Assignment 1>
In the cycloaddition text, write out the part between "But one can" and "no full explanation.", inclusive, swapping "entropic barriers" for "free energy barriers".
Assignment 2>
According to the cycloaddition text, what ratio does RRKM give using the model with two sets of variational transition states?

++++ Text for analysis

But one can understand this reaction from a statistical point of view as well. If one looks at the free energy surface, there is a variational TS near 3, but then there is a second set of variational transition states (one leading to 1 and one to 1’) which are associated with the formation of the second C-C bond. In a sense there is an intermediate past 3 that leads to two entropic barriers, one on a path to 1 and one on the path to 1’. RRKM using this model gives a ratio of 0.992 – again in agreement with experiment! It is as Singleton notes “perplexing”; how do you reconcile the statistical view with the dynamical (trajectory) view? Singleton has no full explanation.

Lastly, they point out that a similar situation occurs in the organocatalyzed Diels-Alder reaction of MacMillan shown below.2 (This reaction is also discussed in a previous post.) Now Singleton finds that the “substituent effects, selectivity, solvent effects, isotope effects and activation parameters” are all dictated by a second variational TS far removed from the conventional electronic TS.

References

(1) Gonzalez-James, O. M.; Kwan, E. E.; Singleton, D. A., "Entropic Intermediates and Hidden Rate-Limiting Steps in Seemingly Concerted Cycloadditions. Observation, Prediction, and Origin of an Isotope Effect on Recrossing," J. Am. Chem. Soc. 2011, 134, 1914-1917, DOI: 10.1021/ja208779k

(2) Ahrendt, K. A.; Borths, C. J.; MacMillan, D. W. C., "New Strategies for Organic Catalysis: The First Highly Enantioselective Organocatalytic Diels-Alder Reaction," J. Am. Chem. Soc. 2000, 122, 4243-4244, DOI: 10.1021/ja000092s.

++++++++
++++ Recorded data

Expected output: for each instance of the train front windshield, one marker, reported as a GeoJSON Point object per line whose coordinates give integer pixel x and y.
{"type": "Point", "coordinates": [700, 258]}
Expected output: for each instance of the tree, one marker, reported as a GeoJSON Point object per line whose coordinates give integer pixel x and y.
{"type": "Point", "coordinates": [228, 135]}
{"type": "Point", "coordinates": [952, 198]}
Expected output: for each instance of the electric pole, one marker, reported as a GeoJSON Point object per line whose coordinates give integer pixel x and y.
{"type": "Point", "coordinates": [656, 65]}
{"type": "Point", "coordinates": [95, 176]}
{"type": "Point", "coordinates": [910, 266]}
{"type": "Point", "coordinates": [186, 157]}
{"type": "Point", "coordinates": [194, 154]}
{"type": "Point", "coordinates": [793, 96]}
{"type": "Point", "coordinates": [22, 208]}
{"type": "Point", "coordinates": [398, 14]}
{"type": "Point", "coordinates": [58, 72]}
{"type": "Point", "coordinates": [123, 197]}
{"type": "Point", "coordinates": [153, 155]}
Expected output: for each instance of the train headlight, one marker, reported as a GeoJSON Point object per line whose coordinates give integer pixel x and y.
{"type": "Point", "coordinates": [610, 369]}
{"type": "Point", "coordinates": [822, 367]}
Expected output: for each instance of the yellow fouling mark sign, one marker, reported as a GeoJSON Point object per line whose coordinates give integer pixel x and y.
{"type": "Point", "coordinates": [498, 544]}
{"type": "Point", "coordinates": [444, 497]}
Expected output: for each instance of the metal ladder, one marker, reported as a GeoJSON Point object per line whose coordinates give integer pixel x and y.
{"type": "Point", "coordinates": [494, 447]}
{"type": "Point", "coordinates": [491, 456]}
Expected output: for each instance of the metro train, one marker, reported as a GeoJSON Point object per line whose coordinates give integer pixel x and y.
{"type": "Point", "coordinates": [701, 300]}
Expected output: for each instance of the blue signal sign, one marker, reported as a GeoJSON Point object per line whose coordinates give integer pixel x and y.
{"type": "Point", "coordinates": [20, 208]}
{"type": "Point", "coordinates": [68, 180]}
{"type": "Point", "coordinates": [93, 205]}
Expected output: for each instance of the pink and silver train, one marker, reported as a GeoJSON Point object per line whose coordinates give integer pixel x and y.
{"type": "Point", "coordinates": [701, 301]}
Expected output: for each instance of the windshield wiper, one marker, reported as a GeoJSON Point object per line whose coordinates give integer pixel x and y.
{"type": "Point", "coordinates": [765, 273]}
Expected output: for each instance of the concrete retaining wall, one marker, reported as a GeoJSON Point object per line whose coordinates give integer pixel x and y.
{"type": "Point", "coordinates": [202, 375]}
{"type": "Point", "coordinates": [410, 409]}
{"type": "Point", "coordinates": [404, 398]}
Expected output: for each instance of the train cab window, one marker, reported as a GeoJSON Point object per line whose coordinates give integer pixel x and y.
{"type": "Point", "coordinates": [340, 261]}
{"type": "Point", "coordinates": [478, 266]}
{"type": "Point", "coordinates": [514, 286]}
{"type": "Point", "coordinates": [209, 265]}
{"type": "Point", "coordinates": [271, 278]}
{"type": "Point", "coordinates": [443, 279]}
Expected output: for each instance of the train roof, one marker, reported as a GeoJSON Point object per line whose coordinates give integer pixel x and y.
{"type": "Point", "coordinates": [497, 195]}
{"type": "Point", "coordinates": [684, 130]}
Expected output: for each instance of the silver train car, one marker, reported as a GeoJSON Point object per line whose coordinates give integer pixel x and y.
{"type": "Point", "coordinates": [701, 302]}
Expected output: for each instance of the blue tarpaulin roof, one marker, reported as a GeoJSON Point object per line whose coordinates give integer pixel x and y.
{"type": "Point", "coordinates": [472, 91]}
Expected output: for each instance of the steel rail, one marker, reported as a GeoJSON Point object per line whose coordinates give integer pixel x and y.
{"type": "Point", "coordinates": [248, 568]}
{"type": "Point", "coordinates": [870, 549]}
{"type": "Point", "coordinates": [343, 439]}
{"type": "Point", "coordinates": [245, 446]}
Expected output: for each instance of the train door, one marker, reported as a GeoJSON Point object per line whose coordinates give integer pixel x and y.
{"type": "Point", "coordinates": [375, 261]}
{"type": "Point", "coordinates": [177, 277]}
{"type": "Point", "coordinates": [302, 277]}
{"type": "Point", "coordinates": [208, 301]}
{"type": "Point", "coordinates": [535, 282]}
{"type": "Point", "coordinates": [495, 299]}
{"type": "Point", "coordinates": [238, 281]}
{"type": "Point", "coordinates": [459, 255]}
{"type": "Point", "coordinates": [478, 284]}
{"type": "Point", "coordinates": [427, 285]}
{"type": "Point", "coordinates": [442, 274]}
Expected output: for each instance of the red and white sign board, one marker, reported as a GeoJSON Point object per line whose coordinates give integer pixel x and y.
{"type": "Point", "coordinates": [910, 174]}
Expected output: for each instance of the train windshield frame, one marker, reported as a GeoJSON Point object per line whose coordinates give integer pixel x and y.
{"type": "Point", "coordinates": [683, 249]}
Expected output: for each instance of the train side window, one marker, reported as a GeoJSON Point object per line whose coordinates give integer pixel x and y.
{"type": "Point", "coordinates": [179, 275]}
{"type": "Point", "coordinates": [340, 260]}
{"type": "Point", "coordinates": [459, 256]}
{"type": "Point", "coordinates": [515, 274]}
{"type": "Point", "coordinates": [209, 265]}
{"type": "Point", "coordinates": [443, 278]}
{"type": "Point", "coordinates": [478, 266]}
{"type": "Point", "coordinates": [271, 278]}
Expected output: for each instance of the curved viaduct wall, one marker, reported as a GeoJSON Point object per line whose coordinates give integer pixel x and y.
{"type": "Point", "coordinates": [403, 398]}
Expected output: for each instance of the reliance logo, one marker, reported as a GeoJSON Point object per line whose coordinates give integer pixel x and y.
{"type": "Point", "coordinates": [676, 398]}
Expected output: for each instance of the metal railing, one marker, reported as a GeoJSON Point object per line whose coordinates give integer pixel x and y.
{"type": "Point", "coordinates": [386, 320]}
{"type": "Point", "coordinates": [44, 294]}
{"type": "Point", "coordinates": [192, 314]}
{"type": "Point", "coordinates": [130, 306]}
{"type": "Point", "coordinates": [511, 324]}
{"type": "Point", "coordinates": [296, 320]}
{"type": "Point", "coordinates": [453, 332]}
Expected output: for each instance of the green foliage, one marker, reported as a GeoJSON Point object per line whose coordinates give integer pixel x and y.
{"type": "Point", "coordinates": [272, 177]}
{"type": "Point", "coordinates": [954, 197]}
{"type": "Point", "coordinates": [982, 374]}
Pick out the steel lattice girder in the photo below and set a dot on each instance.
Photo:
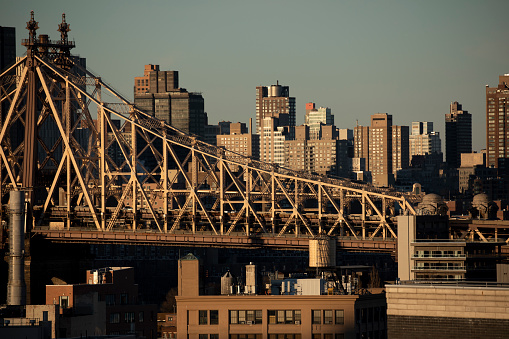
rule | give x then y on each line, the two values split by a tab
144	172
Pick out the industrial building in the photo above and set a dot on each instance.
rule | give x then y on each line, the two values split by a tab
318	307
435	310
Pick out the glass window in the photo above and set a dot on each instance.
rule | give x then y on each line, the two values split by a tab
114	318
327	316
340	317
129	317
234	317
242	317
214	317
316	317
203	317
272	316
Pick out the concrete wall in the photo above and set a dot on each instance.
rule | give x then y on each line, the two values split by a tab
422	311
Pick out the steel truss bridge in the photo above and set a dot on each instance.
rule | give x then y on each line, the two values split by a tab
96	169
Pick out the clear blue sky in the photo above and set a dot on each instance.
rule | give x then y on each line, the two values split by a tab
406	58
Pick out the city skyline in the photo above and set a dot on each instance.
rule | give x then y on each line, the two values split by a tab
406	59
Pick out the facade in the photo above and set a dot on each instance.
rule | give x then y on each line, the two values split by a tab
167	325
497	121
274	316
420	310
400	150
327	155
121	313
380	149
239	140
440	258
272	140
271	101
458	134
158	93
7	46
423	140
361	143
317	117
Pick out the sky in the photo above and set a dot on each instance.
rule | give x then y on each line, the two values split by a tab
410	59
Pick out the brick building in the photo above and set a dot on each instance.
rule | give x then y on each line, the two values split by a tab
114	288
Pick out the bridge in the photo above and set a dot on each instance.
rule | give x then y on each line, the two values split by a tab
96	169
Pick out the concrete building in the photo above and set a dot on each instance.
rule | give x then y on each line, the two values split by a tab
317	117
240	140
108	300
423	140
380	149
158	93
438	258
272	139
274	316
497	121
272	101
7	46
420	310
458	134
361	144
400	151
326	155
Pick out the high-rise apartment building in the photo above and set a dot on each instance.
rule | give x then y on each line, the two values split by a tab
327	155
7	46
423	140
272	101
240	141
272	139
158	94
380	149
458	134
400	149
317	117
361	143
497	122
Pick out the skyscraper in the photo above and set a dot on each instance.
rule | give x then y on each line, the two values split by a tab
423	140
380	149
315	118
400	149
272	101
458	134
7	46
158	94
497	121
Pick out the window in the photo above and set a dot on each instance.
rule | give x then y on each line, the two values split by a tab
114	318
246	317
129	317
123	299
110	299
64	301
214	317
316	317
340	317
203	317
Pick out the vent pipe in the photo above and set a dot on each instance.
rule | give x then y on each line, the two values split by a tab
16	293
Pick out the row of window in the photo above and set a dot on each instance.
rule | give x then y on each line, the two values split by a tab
282	336
251	317
129	317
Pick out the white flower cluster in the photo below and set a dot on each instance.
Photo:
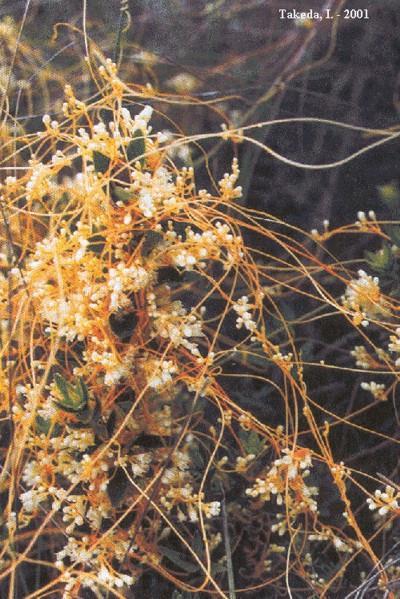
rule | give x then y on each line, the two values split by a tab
288	473
122	279
161	373
376	389
172	322
384	501
363	297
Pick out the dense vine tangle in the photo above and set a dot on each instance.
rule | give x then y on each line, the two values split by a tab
130	302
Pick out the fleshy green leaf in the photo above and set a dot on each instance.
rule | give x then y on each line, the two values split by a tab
380	261
74	397
101	162
136	148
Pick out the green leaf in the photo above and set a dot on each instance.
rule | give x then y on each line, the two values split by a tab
380	261
394	233
136	148
175	558
74	397
252	442
101	162
120	194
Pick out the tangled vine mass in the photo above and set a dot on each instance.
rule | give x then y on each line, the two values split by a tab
133	305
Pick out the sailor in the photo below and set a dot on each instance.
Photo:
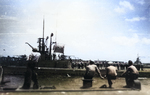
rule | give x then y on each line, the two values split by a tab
90	71
130	74
111	74
30	73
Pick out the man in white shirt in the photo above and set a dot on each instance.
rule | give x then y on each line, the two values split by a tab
111	74
130	74
90	71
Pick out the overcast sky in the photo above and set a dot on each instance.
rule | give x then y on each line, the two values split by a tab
113	30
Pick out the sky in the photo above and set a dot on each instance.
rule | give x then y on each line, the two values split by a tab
113	30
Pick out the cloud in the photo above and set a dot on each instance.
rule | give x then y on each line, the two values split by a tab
140	2
136	19
146	41
124	6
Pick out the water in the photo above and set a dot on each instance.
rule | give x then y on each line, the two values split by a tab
72	86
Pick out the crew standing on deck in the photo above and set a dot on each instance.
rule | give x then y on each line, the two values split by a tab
111	74
90	71
30	73
130	74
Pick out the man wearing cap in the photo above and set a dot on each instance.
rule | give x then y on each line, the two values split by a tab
90	71
130	74
111	74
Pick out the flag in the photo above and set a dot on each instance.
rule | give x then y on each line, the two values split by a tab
59	49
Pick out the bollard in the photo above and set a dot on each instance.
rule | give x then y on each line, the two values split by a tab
87	83
136	84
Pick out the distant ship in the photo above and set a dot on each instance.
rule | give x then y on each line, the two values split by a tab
47	59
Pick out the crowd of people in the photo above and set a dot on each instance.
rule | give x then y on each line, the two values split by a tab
130	74
120	66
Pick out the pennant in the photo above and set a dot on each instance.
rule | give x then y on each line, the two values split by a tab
59	49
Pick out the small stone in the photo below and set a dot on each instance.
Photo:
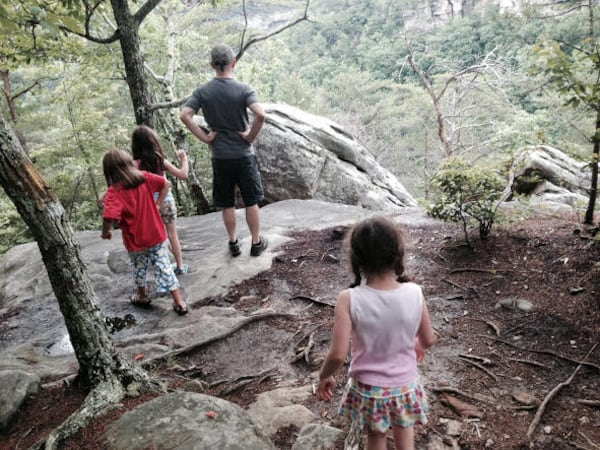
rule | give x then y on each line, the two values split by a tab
525	398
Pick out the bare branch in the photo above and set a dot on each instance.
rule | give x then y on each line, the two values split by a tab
244	47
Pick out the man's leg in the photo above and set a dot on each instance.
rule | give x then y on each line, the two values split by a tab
253	221
230	225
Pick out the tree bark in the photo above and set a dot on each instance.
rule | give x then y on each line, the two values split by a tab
129	38
589	214
101	368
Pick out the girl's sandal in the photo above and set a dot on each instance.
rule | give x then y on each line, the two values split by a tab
180	309
137	300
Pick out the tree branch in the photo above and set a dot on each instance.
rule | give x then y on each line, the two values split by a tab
244	47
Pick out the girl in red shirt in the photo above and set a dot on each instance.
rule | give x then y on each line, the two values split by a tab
129	201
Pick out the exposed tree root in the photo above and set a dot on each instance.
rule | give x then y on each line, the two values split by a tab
196	345
538	415
102	399
543	352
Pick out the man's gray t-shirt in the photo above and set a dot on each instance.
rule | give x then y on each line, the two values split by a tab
224	103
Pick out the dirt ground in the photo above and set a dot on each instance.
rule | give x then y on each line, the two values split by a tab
517	318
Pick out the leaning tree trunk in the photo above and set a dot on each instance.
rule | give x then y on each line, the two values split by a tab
589	214
101	368
129	38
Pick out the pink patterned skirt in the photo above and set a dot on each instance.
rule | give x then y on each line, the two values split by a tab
379	408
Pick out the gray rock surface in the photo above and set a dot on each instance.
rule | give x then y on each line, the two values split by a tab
282	407
35	339
314	436
16	386
186	421
550	178
303	156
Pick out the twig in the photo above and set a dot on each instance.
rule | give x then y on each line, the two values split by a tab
552	393
310	299
481	359
533	363
588	440
303	352
480	367
544	352
490	324
585	402
472	269
452	283
477	397
212	339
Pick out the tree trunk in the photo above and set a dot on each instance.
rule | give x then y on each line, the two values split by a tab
10	102
129	38
589	214
101	369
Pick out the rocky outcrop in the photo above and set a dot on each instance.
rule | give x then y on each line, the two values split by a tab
549	177
304	156
16	386
35	339
189	421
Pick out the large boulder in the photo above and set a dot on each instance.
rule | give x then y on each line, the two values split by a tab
303	156
548	176
187	421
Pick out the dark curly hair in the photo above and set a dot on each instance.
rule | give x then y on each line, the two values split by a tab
146	147
376	245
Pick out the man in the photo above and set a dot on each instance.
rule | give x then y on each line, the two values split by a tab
224	102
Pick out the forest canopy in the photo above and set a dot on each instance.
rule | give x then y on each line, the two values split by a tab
365	65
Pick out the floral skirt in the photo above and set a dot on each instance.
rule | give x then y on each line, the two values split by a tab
379	408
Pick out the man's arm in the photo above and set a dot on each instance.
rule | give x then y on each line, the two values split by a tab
259	120
187	117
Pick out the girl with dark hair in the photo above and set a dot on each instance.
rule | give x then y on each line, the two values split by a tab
384	318
130	201
150	156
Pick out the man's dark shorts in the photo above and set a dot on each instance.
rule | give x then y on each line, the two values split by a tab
243	172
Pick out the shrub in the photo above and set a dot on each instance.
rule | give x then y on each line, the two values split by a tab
466	194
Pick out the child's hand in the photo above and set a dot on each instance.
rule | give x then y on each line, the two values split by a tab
325	389
420	351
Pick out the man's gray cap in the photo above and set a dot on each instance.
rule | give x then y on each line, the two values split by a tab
221	55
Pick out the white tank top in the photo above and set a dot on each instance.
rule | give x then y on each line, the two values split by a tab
384	329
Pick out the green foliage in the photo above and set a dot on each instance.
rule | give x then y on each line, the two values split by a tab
13	230
466	194
572	70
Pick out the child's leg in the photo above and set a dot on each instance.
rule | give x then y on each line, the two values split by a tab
139	271
175	244
165	278
404	438
178	303
376	440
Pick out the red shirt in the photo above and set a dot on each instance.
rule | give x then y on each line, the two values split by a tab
137	213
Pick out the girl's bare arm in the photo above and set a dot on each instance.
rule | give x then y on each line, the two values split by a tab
179	172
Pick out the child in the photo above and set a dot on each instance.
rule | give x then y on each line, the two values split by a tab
150	156
129	200
386	319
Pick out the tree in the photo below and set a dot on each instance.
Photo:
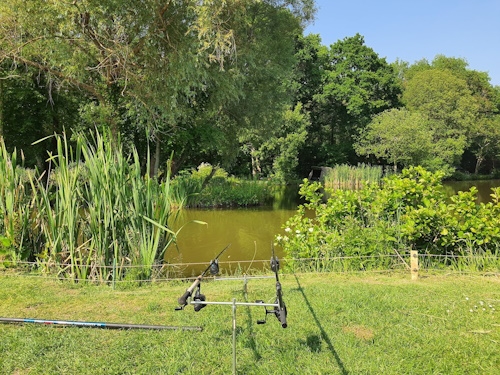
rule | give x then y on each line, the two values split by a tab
462	103
398	136
356	84
145	64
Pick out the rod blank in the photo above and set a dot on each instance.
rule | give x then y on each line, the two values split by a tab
98	324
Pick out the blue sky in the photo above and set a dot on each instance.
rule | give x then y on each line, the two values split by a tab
412	30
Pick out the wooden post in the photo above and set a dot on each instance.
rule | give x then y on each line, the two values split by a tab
414	264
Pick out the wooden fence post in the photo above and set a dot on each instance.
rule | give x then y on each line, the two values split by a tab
414	264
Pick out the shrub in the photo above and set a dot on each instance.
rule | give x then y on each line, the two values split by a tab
408	211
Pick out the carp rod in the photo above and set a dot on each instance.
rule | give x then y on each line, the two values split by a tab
97	324
213	267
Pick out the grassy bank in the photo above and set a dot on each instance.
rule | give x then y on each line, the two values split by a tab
338	324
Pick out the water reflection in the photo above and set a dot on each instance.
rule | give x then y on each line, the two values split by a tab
250	231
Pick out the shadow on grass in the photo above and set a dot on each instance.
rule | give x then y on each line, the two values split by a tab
312	342
251	340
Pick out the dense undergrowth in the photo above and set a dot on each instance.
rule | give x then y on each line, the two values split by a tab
407	211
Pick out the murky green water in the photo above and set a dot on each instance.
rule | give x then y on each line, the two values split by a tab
251	231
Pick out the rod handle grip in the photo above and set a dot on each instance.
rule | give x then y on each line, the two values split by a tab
182	300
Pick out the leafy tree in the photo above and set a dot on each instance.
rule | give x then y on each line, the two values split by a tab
280	152
461	101
356	84
146	64
400	137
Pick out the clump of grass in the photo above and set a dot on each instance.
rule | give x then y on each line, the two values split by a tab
399	326
96	216
211	186
352	177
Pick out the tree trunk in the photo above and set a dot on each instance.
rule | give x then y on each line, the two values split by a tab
256	170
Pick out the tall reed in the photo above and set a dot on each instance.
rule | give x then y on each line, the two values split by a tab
12	199
352	177
101	218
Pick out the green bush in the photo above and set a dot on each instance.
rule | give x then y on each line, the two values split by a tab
204	187
407	211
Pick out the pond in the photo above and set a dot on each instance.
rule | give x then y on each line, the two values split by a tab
250	231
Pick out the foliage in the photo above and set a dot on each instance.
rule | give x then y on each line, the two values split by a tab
88	220
209	186
348	177
462	106
356	84
408	211
401	138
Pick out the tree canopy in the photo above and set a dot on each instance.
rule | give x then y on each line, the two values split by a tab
234	83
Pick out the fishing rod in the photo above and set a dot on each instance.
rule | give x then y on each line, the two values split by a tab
213	267
97	324
279	309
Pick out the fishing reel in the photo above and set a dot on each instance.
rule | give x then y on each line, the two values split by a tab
280	310
213	268
275	311
198	297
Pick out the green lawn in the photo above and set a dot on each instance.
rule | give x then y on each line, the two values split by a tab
337	324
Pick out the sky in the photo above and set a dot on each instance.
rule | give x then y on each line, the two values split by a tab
411	30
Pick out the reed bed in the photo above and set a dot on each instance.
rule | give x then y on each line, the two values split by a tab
352	177
92	214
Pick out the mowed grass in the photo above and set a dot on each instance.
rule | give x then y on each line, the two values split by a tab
337	324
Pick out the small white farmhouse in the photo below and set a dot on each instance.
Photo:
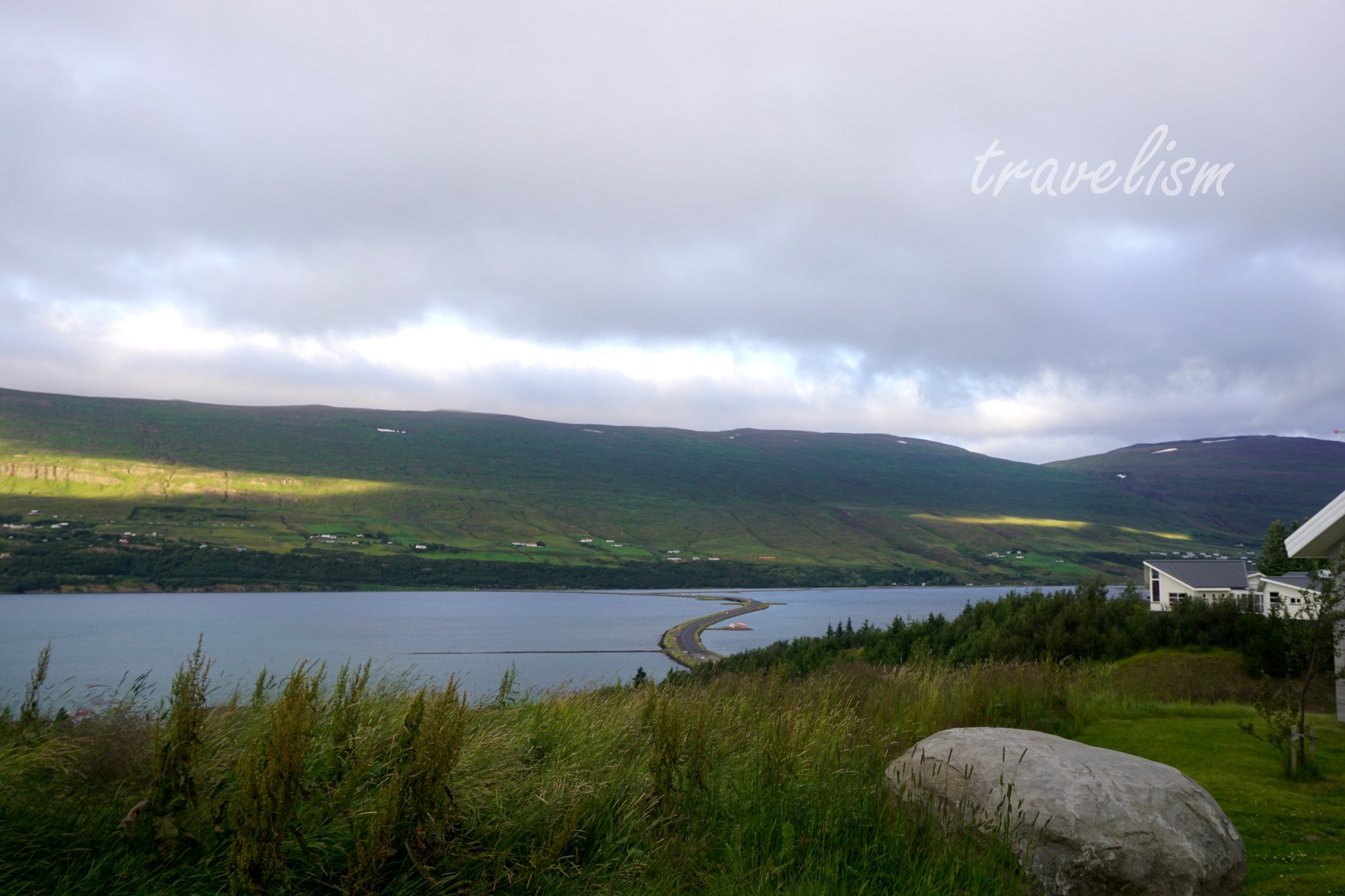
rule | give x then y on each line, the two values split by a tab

++++++++

Expected output 1>
But one can understand this reaction from a statistical point of view as well. If one looks at the free energy surface, there is a variational TS near 3, but then there is a second set of variational transition states (one leading to 1 and one to 1’) which are associated with the formation of the second C-C bond. In a sense there is an intermediate past 3 that leads to two free energy barriers, one on a path to 1 and one on the path to 1’. RRKM using this model gives a ratio of 0.992 – again in agreement with experiment! It is as Singleton notes “perplexing”; how do you reconcile the statistical view with the dynamical (trajectory) view? Singleton has no full explanation.

Expected output 2>
A ratio of 0.992.